▶ [DATA LINES]

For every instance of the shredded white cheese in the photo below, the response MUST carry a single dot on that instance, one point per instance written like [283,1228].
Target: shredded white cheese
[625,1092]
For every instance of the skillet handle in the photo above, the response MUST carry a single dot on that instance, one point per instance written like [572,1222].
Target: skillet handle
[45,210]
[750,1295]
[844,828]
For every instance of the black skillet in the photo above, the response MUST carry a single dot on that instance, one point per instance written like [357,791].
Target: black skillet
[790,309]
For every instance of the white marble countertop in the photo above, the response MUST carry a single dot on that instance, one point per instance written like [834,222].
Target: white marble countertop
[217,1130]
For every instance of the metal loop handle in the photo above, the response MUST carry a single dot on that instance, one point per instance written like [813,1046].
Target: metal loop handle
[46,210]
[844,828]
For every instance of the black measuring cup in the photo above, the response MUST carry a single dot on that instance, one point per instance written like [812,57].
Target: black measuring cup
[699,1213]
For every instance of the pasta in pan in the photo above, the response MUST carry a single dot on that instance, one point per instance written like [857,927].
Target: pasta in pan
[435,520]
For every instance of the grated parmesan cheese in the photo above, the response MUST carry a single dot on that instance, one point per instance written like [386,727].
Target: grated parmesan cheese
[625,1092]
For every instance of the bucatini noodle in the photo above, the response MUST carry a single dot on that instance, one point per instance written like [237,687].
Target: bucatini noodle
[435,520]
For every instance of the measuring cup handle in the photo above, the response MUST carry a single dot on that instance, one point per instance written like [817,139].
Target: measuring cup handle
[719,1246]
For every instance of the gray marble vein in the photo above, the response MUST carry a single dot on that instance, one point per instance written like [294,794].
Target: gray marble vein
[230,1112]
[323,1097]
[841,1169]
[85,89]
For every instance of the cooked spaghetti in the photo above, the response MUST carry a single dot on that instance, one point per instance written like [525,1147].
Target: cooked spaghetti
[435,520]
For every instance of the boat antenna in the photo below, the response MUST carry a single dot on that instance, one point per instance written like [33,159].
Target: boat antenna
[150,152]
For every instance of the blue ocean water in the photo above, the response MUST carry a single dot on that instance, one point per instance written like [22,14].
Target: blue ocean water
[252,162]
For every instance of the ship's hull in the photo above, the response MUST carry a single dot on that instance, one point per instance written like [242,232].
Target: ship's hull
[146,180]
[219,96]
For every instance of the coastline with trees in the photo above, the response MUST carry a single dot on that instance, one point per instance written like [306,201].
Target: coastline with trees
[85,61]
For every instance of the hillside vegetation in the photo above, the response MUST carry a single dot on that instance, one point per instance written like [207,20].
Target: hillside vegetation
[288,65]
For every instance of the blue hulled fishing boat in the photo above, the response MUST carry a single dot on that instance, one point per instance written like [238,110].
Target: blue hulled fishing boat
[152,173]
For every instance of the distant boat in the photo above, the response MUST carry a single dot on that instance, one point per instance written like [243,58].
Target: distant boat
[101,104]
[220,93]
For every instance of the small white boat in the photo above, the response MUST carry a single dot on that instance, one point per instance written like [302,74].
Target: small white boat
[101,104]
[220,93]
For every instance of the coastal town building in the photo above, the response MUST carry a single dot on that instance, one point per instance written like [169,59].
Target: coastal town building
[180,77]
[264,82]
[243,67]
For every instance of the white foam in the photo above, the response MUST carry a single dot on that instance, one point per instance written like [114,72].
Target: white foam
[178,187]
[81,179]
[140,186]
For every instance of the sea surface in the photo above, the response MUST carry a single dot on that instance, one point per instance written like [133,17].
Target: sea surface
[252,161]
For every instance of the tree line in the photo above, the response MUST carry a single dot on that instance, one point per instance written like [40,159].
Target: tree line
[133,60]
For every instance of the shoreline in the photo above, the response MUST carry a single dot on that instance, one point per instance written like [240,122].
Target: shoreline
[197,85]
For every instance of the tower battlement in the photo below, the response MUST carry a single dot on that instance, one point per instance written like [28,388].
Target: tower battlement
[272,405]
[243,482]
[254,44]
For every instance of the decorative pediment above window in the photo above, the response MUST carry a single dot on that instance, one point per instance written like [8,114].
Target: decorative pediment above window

▶ [PROBLEM TO SOLVE] Write the data out again in full and exactly.

▶ [THE COMPLETED TASK]
For every instance of the shredded white cheese in the photo below, the response MUST carry a single dot on that instance, one point per instance written like [283,1228].
Target: shredded white cheese
[625,1092]
For every instance of the skillet handle in the photo above, the response MUST carry a single dot on that instance, one point per instance written like [572,1222].
Target: skillet handle
[45,210]
[750,1295]
[844,828]
For every instance of the black skillet in the photo above, the response MUST carry a single dot on that instance, one point per instance written like [357,791].
Target: black skillet
[790,309]
For every instance of the white marble countertop in the photo above, the response MUST carry a single dot on that instance, one point per instance written like [834,222].
Target: white marble countertop
[217,1130]
For every instance of the metal loop handle in the photo above, the response MUST carry a single dot on that instance, one point per instance written like [813,1046].
Target: metal loop handle
[46,210]
[844,828]
For every instance of the black measuring cup in the photo above, the response MUST carry a single dot on that instance, one point per instance written like [812,57].
Target: black measuring cup
[699,1213]
For every instance of the pasta in pan in the photo above, the response MUST carry a single dot on that instance, one point per instance written like [857,927].
Target: pasta in pan
[435,520]
For every instance of the grated parmesan cheese in the photo above, the response MUST carry a single dot on that instance, one point per instance written like [386,727].
Target: grated parmesan cheese
[625,1092]
For every instance of the bucatini noodle in the photo above, the response MUST carry a single dot on that instance, one point per instance written like [237,687].
Target: bucatini noodle
[435,520]
For every instance of the measuring cup handle in the photo above, the response MUST carry a single dot on that instance, one point per instance written like [817,139].
Target: measuring cup handle
[719,1246]
For every instance of the gray marble vein in the photo above, the response MUST carry a single dot on that instance, one point per instance written like [294,794].
Target: gray marble vein
[230,1112]
[323,1097]
[841,1169]
[85,89]
For every instance of the cooked spaghetti in the photo above, the response MUST carry a single dot on that instance, one point per instance written like [525,1147].
Target: cooked spaghetti
[435,520]
For every instance of the boat antenna in the photo below, the response MUST carry a single dot on that instance, one point per instance written like [33,159].
Target: boat antenna
[150,152]
For every instance of the blue ocean water in the photo above, the response MUST carry a single dot on that instance, one point per instance written like [22,14].
Target: blue ocean water
[252,162]
For every instance of the ship's hull in the photo above, the response MUST carry a single dot on that instance, one point per instance written like [242,232].
Target: ship's hull
[146,180]
[219,96]
For every instance of the coastline with trees in the photo above, the response MUST carry a single dot on that instance, one point per instance written like [306,201].
Target: coastline with trees
[85,61]
For every instance of the hillside vegetation in the photo above, the response MUST carry a single dot on that instance, one point per instance written like [207,20].
Target: hillside vegetation
[288,65]
For every instance of the blue hulled fishing boat in the photo above, the response MUST carry a single dot on that instance, one point per instance written like [238,110].
Target: blue hulled fishing boat
[152,173]
For every instance of the distant boat in the photo above, the response MUST carry a single dot on that instance, one point per instance written like [243,58].
Target: distant boat
[101,104]
[220,93]
For every instance of the small white boat in the photo above, the response MUST carry a single dot on that instance, one point per instance written like [302,74].
Target: small white boat
[101,104]
[220,93]
For every instance of the coastal town building in the photo above, the response MUST carry a single dot on that instance, one point per instance written like [169,59].
Target: coastal town building
[180,77]
[264,82]
[243,67]
For every instance of the white foam in the photo above, the response MUST carry a single dot on that instance, one point per instance written like [114,72].
Target: white foam
[178,187]
[81,179]
[140,186]
For every instance of the sea surface in the photo above, the response MUST carry a single dot on that instance, one point per instance written like [133,17].
Target: sea surface
[252,161]
For every instance of the tree line in the photo above, the response MUST carry a single dot on that instance, one point per instance written like [40,159].
Target: tree line
[133,60]
For every instance of the shoreline in the photo above, the response MUST carry a single dot on that instance, one point per instance written like [240,122].
Target: shoreline
[197,85]
For every instance of the tower battlement in the photo below, the response MUST carry a single dot on that instance, one point per instance written like [28,388].
Target: tower battlement
[272,405]
[243,482]
[254,44]
For every instance of the decorative pediment above window in the photo above, the response MUST carry a single dot on that instance, one point per instance written like [8,114].
Target: decorative pediment above window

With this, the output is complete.